Using the records that follow, count the lines containing the word "plate" and give that number only.

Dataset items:
---*---
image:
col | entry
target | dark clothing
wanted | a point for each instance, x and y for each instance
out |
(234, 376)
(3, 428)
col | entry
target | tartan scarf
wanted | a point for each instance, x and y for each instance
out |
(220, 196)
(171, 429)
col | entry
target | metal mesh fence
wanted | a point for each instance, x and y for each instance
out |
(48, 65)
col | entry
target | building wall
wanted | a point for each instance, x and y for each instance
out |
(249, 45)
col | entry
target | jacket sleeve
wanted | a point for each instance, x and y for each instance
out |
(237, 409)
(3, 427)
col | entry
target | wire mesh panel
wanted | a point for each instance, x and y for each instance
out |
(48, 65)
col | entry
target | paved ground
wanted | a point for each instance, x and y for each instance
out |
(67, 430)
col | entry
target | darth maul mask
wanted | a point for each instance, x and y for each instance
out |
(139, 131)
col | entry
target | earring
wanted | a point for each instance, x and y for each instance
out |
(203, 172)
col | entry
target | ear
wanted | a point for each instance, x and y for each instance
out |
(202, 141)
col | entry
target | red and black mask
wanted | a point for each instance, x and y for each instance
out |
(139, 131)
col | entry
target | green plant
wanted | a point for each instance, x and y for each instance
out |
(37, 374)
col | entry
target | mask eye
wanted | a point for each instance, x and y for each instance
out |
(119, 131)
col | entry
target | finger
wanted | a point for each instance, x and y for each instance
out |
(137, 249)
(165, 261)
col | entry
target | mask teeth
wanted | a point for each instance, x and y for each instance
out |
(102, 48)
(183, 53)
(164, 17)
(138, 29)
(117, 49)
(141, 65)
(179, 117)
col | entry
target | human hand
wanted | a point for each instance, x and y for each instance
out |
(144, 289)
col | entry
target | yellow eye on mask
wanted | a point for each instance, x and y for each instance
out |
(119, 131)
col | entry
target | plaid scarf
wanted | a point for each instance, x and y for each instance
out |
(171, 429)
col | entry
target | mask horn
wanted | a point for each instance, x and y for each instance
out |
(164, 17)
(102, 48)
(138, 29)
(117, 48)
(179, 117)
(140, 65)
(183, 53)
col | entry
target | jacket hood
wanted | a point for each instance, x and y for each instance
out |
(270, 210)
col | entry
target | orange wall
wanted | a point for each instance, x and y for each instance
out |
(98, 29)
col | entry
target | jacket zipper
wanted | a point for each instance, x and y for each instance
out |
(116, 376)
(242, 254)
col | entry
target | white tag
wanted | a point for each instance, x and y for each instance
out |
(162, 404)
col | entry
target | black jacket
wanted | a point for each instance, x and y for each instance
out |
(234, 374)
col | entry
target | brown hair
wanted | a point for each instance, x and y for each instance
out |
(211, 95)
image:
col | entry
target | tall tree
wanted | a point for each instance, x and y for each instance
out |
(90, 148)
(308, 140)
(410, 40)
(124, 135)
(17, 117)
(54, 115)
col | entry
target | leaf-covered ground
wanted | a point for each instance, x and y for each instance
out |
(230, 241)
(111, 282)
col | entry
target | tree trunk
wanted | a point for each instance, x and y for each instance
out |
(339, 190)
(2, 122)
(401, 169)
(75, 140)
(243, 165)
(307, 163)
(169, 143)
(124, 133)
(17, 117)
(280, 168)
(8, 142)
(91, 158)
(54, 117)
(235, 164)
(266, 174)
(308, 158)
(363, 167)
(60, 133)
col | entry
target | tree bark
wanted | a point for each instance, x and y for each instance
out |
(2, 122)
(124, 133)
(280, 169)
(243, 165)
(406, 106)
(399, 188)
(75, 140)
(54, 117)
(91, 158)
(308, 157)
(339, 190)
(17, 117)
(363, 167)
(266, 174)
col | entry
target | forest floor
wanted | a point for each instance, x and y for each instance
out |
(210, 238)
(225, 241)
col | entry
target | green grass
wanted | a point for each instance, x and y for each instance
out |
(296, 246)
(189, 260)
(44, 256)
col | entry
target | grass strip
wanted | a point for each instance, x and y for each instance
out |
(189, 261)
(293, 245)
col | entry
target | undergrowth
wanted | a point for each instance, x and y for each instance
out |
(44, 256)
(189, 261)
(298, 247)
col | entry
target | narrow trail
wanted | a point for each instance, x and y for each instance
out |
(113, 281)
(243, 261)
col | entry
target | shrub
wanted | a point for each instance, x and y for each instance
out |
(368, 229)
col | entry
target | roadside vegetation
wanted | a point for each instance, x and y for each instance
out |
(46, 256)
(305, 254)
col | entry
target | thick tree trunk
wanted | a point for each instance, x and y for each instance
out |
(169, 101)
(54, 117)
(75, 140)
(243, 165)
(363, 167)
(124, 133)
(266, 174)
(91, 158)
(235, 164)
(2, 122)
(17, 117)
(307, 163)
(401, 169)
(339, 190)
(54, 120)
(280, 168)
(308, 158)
---*---
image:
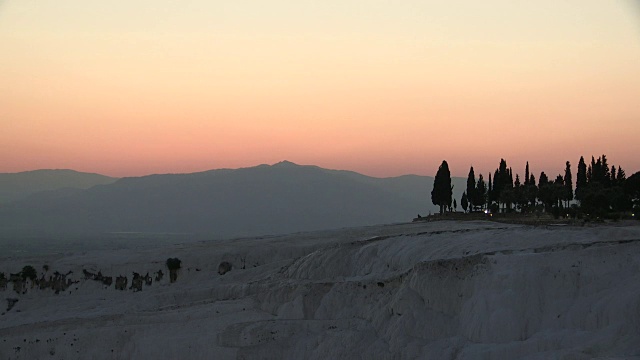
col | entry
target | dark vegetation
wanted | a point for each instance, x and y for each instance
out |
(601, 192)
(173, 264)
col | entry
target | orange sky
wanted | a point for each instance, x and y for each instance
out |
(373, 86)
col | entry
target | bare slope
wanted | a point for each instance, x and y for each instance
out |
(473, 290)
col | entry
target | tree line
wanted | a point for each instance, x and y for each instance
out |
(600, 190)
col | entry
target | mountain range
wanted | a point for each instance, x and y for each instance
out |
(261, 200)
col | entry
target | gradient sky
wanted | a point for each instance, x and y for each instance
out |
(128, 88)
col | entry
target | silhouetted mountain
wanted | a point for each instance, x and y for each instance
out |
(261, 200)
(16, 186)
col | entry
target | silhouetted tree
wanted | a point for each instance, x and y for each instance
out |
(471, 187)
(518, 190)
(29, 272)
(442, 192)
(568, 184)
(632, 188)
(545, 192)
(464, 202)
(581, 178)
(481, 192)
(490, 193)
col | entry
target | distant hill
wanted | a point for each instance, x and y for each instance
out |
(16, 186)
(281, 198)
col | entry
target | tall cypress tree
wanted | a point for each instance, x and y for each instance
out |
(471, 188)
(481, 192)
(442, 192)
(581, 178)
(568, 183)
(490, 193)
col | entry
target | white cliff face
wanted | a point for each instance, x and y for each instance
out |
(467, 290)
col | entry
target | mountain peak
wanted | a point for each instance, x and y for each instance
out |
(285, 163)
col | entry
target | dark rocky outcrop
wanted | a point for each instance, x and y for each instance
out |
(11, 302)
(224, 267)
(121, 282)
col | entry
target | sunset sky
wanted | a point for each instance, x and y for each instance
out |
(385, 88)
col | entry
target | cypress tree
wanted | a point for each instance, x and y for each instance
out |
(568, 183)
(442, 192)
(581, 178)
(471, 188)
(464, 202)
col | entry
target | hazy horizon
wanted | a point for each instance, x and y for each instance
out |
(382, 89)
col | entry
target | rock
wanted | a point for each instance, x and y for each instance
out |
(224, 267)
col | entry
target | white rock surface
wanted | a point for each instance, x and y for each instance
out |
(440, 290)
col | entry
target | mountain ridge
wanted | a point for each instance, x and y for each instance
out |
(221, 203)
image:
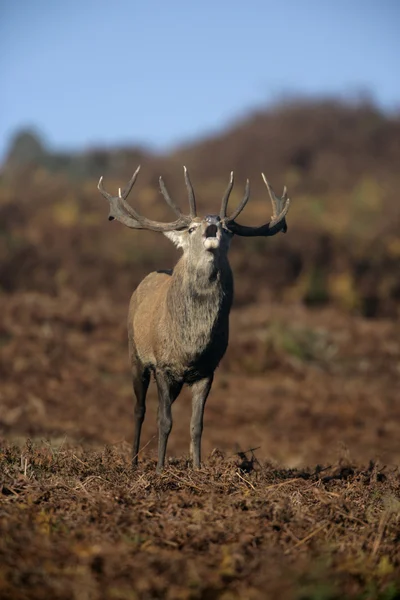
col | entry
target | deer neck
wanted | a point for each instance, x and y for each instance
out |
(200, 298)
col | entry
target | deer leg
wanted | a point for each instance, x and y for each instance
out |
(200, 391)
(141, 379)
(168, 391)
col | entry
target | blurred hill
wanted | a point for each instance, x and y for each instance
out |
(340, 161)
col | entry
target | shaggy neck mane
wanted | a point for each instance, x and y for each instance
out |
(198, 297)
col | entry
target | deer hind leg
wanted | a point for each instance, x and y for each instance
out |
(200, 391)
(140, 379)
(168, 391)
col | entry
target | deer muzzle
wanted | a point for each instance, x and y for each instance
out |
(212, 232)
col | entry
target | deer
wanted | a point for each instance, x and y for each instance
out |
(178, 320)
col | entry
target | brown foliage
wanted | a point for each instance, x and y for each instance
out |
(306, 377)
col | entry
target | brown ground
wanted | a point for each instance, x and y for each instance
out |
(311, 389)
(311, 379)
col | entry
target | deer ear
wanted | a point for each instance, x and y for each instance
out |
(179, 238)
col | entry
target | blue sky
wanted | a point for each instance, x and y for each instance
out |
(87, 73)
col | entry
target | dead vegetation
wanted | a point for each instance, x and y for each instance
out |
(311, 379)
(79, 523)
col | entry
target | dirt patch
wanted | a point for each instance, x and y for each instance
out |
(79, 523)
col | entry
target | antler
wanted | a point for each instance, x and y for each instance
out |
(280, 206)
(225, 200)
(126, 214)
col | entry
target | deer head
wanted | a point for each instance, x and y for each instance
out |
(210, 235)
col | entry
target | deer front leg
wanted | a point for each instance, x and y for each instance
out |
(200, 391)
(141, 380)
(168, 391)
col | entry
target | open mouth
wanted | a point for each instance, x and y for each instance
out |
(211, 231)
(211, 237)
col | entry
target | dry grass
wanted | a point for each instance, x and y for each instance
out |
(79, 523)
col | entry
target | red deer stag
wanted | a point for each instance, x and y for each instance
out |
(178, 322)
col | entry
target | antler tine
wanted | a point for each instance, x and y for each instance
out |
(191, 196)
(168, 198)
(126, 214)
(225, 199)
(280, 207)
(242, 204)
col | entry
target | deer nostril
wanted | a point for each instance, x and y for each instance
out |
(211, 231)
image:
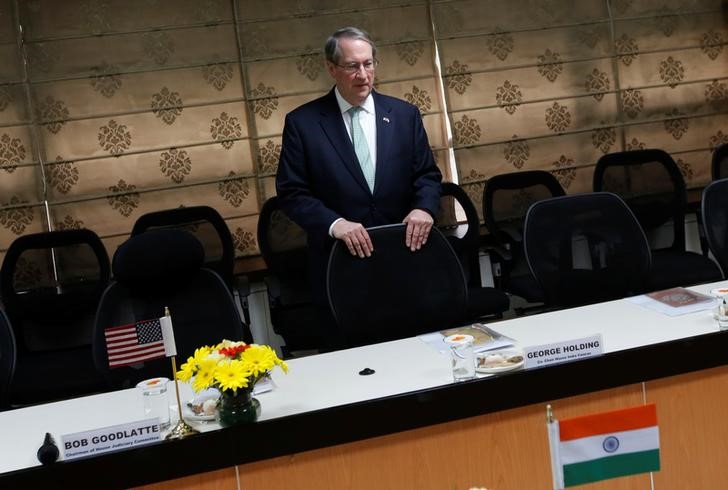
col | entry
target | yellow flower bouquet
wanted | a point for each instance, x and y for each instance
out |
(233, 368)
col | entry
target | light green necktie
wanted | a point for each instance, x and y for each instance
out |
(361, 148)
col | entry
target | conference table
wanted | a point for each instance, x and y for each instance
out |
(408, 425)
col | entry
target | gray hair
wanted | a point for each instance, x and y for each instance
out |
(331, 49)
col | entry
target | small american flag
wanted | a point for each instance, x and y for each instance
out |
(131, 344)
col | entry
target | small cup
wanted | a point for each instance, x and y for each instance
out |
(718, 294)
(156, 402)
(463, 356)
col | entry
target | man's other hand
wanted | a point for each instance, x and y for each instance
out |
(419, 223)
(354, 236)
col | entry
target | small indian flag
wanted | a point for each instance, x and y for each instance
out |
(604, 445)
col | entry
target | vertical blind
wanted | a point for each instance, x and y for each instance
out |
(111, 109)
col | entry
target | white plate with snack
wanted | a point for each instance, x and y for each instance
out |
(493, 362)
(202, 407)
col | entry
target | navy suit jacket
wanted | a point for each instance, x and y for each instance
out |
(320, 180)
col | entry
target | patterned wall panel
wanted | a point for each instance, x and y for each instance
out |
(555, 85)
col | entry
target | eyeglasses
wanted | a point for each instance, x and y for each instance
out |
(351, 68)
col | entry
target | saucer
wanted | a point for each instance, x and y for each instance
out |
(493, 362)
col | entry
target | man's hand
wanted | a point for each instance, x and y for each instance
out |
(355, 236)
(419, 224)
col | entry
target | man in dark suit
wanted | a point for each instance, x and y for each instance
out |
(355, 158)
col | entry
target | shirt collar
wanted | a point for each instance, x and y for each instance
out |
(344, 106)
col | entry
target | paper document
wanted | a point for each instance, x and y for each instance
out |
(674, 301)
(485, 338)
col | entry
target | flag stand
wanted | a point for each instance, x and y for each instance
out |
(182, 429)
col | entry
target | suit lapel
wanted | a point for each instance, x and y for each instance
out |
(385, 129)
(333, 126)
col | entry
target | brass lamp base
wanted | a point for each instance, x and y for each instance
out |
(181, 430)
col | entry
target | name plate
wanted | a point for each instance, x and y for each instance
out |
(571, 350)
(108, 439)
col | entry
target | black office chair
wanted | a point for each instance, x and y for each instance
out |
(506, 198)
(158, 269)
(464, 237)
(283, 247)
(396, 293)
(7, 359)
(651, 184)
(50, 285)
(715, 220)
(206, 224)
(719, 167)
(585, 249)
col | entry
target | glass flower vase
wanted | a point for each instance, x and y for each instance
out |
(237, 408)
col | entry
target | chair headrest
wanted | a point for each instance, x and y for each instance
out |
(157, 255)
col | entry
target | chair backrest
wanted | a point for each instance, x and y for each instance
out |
---*---
*RESPONSE TO THE TASK*:
2